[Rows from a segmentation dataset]
^^^^^^^^^^^^^^^^

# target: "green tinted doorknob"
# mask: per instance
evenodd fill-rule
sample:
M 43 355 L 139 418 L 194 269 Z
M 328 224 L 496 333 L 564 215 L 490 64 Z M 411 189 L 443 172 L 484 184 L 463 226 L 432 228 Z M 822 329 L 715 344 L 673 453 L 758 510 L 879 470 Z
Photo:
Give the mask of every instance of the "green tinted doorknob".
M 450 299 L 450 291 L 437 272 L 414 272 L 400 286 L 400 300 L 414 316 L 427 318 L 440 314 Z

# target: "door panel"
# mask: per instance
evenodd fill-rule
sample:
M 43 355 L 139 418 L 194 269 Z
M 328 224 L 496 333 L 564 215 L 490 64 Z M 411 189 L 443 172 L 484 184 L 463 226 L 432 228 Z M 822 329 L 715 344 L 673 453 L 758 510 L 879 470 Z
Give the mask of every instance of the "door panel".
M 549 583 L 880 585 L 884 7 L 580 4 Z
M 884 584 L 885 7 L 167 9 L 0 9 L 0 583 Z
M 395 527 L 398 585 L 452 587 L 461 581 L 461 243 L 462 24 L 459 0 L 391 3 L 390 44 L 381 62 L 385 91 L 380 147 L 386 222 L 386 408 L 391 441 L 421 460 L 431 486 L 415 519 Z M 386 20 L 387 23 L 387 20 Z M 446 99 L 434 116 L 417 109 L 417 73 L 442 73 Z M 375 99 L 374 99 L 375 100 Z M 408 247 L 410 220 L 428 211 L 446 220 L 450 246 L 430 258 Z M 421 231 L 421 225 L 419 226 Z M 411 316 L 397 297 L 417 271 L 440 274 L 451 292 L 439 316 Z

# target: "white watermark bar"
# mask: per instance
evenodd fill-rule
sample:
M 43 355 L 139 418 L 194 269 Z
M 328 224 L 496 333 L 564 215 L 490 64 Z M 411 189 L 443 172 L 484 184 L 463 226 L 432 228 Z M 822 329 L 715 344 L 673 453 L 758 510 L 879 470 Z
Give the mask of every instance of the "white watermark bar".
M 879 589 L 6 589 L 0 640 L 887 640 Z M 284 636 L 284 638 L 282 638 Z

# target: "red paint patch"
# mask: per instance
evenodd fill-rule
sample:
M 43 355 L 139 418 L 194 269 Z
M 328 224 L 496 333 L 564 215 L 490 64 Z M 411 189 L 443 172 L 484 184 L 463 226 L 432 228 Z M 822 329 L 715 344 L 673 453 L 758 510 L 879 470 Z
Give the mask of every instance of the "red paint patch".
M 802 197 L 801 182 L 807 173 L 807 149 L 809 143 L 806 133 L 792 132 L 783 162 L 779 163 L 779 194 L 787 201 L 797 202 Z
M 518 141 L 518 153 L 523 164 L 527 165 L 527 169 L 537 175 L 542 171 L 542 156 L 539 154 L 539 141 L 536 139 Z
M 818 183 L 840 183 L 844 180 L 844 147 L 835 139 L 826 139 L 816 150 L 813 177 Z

^^^^^^^^^^^^^^^^

● **GIVEN REQUEST**:
Output the lines from the very start of the records through the line that contains "M 450 299 L", with both ends included and every line exactly as it appears.

● **COMPLETE RESPONSE**:
# target: "green tinted doorknob"
# mask: per instance
evenodd fill-rule
sample:
M 43 355 L 139 418 L 194 269 Z
M 328 224 L 496 333 L 564 215 L 490 64 Z M 411 189 L 443 172 L 484 184 L 463 226 L 432 228 Z M 822 329 L 715 344 L 673 453 L 758 510 L 879 470 Z
Photo:
Give the mask of every instance of the "green tinted doorknob".
M 450 299 L 450 291 L 437 272 L 414 272 L 400 286 L 400 300 L 414 316 L 427 318 L 440 314 Z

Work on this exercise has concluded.